Task: Can you retype the whole forum thread on Google Adwords versus SEO services, word for word?

Source passage:
# Google Adwords or SEO service?



## Basikboy (Aug 28, 2007)

What proves to be more cost effective paying monthly for Google Adwords or hiring a SEO company to upkeep your site?


----------



## funkytshirts (Jul 26, 2010)

IMO i think Google adwords has become very expensive recently. and end users are very aware of what sponsored listings are. I find end users are avoiding them as they know companies are paying to be their and there fore is not exactly what the are looking for!


----------



## PositiveDave (Dec 1, 2008)

SEO companies can be very expensive and you are never sure what they are doing, better to learn the tricks yourself, basically get some backlinks.


----------



## funkytshirts (Jul 26, 2010)

Just on the subject of backlinks. do guys from this site link to each others sites!


----------



## onlinebisnes (Jul 27, 2010)

If you have some bucks to spent then go for reputable SEO service.


----------



## PositiveDave (Dec 1, 2008)

On the subject of signatures and backlinks:
You want to have anchor text i.e. tshirt as your link rather than just your web address - Google will associate the word with your site. Your web address is already associated 
Anchor text - Wikipedia, the free encyclopedia


----------



## funkytshirts (Jul 26, 2010)

PositiveDave said:


> On the subject of signatures and backlinks:
> You want to have anchor text i.e. tshirt as your link rather than just your web address - Google will associate the word with your site. Your web address is already associated
> Anchor text - Wikipedia, the free encyclopedia


Thanks Dave. Fantastic infomation, this is exactly why i love this site.

Any informationon this topic appreciated, as i am new to seo and trying to have a push up google.


----------



## PositiveDave (Dec 1, 2008)

Looking at your site (VERY pink!) there are a lot of images, which is good for humans, but the googlebot doesn't see them, you need more text, especially keywords, especially the h1 tag which tells google what the site is about. No alt text for pictures, very bad for accessibility for blind people and a waste in terms of SEO.

Data lines:
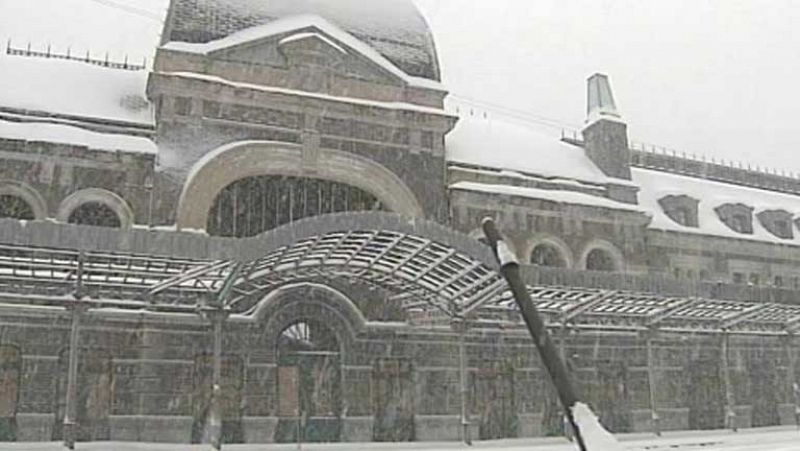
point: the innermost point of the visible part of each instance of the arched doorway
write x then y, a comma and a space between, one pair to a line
600, 260
242, 160
95, 392
309, 383
15, 207
94, 214
254, 205
546, 254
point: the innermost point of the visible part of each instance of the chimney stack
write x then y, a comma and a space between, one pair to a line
605, 135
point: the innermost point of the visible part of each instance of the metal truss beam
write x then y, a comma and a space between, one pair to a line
586, 305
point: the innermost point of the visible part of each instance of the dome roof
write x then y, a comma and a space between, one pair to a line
395, 28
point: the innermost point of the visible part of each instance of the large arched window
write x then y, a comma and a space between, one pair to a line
600, 260
546, 254
256, 204
12, 206
309, 382
94, 214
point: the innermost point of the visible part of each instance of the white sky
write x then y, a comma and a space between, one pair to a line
713, 77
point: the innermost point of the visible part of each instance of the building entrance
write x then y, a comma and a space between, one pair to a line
309, 384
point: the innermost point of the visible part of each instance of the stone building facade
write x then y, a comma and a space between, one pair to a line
263, 135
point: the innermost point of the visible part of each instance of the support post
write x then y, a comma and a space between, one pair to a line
651, 383
461, 326
217, 312
794, 384
70, 427
215, 417
730, 402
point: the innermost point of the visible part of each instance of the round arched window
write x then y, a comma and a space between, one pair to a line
600, 260
256, 204
548, 255
95, 214
15, 207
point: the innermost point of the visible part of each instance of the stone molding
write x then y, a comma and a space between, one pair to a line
99, 195
227, 164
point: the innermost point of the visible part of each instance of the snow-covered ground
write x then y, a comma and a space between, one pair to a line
767, 439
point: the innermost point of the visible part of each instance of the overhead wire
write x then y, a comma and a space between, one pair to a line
131, 9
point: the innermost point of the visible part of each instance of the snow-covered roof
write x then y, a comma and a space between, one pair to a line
76, 136
502, 143
557, 196
74, 88
394, 28
656, 185
129, 28
301, 22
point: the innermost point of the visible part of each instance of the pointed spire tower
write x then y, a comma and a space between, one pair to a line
605, 135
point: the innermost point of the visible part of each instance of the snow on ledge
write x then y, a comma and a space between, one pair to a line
74, 88
595, 436
403, 106
557, 196
75, 136
298, 22
656, 185
503, 143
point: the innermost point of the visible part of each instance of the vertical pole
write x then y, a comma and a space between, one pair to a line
730, 403
462, 363
562, 349
548, 351
651, 383
71, 408
70, 420
216, 378
794, 386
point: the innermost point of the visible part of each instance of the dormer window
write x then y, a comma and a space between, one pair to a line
681, 209
738, 217
778, 222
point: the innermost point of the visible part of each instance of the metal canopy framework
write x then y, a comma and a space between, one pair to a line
433, 282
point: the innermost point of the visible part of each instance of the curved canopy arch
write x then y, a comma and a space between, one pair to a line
430, 269
123, 272
547, 250
225, 165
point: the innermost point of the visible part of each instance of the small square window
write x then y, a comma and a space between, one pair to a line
183, 106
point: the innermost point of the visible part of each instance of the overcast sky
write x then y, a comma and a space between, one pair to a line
709, 77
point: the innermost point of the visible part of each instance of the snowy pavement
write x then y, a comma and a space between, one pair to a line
767, 439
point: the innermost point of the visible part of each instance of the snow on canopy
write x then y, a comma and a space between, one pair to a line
66, 134
656, 185
558, 196
395, 28
501, 143
74, 88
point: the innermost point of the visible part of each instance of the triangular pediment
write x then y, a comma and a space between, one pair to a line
277, 43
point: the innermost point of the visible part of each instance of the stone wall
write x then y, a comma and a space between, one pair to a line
154, 393
51, 173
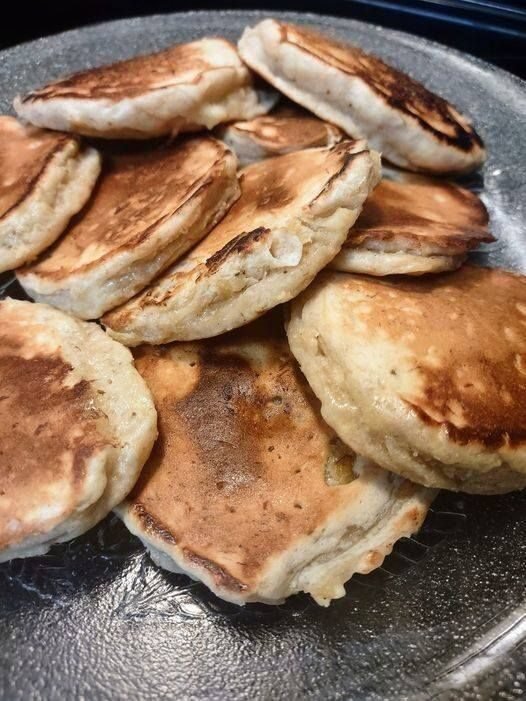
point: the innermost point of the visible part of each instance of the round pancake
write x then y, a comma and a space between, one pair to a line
426, 377
284, 130
45, 178
185, 87
236, 490
290, 221
411, 126
77, 423
414, 228
151, 206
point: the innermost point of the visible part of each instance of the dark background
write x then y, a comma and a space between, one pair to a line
493, 30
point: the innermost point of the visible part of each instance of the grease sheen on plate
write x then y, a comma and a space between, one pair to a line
408, 636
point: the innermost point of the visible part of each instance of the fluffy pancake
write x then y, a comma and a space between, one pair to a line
150, 207
414, 228
185, 87
426, 377
411, 126
284, 130
77, 423
45, 178
290, 221
235, 491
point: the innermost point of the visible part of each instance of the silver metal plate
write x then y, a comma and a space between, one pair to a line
445, 617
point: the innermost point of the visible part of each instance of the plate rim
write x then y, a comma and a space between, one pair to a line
310, 17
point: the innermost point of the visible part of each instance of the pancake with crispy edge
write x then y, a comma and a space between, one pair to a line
411, 126
290, 221
425, 377
185, 87
414, 228
247, 489
45, 178
151, 205
284, 130
77, 423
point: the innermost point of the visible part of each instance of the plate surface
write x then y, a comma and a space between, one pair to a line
446, 615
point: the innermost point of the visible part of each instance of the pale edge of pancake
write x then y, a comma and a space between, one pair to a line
328, 92
382, 263
94, 289
387, 432
220, 95
131, 421
268, 269
61, 190
249, 148
318, 564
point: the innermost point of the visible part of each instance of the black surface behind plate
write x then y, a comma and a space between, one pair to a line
446, 615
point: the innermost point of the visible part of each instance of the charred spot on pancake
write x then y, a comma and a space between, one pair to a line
410, 216
399, 90
152, 525
239, 244
220, 575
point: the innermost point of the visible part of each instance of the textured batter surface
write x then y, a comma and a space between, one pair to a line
430, 619
45, 178
414, 228
77, 423
248, 489
150, 206
427, 377
366, 97
285, 129
185, 87
291, 219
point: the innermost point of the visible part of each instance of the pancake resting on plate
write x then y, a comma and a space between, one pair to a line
150, 206
292, 218
77, 423
425, 377
185, 87
411, 126
284, 130
247, 489
45, 178
413, 229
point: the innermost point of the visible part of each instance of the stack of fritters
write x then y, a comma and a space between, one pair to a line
259, 484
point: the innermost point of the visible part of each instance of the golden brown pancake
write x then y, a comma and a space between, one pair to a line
363, 95
414, 228
284, 130
427, 377
45, 178
293, 215
235, 492
184, 87
151, 205
76, 425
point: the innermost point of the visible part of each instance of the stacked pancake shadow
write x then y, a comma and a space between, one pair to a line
312, 359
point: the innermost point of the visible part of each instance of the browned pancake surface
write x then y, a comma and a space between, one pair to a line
396, 88
443, 215
135, 193
181, 64
237, 475
24, 154
49, 430
462, 341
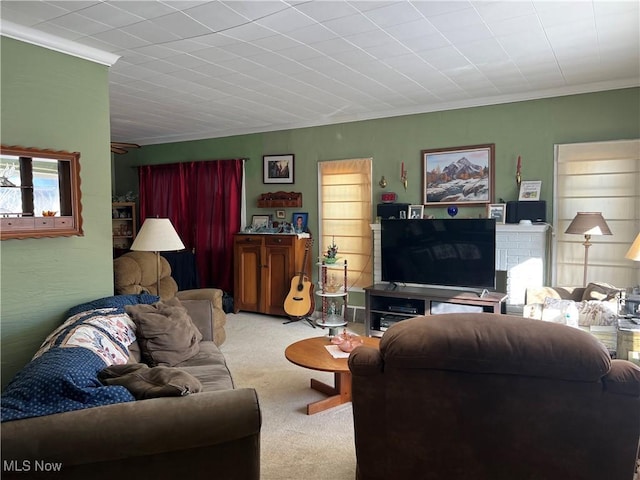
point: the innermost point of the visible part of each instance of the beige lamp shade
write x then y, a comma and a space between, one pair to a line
588, 223
634, 251
157, 235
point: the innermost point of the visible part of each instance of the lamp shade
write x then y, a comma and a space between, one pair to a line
634, 251
589, 223
157, 235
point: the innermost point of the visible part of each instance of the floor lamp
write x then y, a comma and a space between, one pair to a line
587, 224
157, 235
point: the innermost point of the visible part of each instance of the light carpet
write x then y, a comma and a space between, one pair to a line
294, 445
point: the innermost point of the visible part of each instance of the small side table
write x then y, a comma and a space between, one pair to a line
629, 340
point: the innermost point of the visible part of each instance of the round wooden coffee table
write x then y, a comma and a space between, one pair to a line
311, 353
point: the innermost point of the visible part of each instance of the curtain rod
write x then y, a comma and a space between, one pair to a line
177, 163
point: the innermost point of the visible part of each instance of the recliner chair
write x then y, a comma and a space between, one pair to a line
485, 396
136, 272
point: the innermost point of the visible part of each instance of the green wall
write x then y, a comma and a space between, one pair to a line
529, 129
52, 100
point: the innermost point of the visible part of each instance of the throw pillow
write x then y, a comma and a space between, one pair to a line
601, 291
594, 312
115, 301
144, 382
560, 311
105, 331
166, 334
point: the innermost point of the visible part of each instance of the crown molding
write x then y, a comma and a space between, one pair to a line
52, 42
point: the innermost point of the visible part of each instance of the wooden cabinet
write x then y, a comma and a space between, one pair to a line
123, 224
264, 265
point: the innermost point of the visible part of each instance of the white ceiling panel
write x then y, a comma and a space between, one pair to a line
231, 67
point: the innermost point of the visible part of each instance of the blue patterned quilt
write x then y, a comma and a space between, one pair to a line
63, 374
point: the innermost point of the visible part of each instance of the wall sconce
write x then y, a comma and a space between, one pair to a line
403, 176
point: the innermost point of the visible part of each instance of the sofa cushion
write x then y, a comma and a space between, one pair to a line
60, 380
166, 334
144, 382
210, 367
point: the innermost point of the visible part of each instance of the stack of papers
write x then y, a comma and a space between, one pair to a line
335, 351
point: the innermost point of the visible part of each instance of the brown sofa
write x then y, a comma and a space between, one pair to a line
489, 397
136, 272
211, 434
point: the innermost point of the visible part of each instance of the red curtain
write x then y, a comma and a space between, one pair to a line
203, 201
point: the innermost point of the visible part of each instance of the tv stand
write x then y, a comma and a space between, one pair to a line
385, 306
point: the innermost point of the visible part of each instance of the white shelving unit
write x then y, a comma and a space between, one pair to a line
334, 295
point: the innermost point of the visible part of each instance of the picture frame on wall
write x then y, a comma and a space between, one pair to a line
415, 211
497, 211
458, 175
530, 190
299, 221
278, 168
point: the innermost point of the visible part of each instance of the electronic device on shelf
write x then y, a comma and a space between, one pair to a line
442, 252
403, 309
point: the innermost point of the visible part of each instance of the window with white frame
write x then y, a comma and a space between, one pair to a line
344, 200
597, 177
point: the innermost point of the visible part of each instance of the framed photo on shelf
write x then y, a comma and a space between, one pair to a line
416, 211
278, 168
530, 190
299, 221
260, 220
458, 175
497, 211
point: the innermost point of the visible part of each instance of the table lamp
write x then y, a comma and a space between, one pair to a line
157, 235
587, 224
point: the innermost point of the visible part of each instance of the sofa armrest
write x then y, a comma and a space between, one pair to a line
218, 318
623, 378
142, 435
538, 294
365, 361
212, 294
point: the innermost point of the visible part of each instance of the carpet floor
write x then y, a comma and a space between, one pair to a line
294, 445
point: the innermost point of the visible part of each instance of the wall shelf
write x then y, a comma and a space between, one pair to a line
280, 199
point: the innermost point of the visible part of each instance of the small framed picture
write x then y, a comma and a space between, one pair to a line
497, 211
299, 221
260, 220
530, 190
277, 168
458, 175
416, 211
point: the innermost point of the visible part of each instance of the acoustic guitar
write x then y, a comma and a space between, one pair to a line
299, 301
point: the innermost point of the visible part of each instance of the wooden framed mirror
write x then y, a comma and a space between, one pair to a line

Expected answer:
# Google Adwords or SEO service?



## Basikboy (Aug 28, 2007)

What proves to be more cost effective paying monthly for Google Adwords or hiring a SEO company to upkeep your site?


----------



## funkytshirts (Jul 26, 2010)

IMO i think Google adwords has become very expensive recently. and end users are very aware of what sponsored listings are. I find end users are avoiding them as they know companies are paying to be their and there fore is not exactly what the are looking for!


----------



## PositiveDave (Dec 1, 2008)

SEO companies can be very expensive and you are never sure what they are doing, better to learn the tricks yourself, basically get some backlinks.


----------



## funkytshirts (Jul 26, 2010)

Just on the subject of backlinks. do guys from this site link to each others sites!


----------



## onlinebisnes (Jul 27, 2010)

If you have some bucks to spent then go for reputable SEO service.


----------



## PositiveDave (Dec 1, 2008)

On the subject of signatures and backlinks:
You want to have anchor text i.e. tshirt as your link rather than just your web address - Google will associate the word with your site. Your web address is already associated 
Anchor text - Wikipedia, the free encyclopedia


----------



## funkytshirts (Jul 26, 2010)

PositiveDave said:


> On the subject of signatures and backlinks:
> You want to have anchor text i.e. tshirt as your link rather than just your web address - Google will associate the word with your site. Your web address is already associated
> Anchor text - Wikipedia, the free encyclopedia


Thanks Dave. Fantastic infomation, this is exactly why i love this site.

Any informationon this topic appreciated, as i am new to seo and trying to have a push up google.


----------



## PositiveDave (Dec 1, 2008)

Looking at your site (VERY pink!) there are a lot of images, which is good for humans, but the googlebot doesn't see them, you need more text, especially keywords, especially the h1 tag which tells google what the site is about. No alt text for pictures, very bad for accessibility for blind people and a waste in terms of SEO.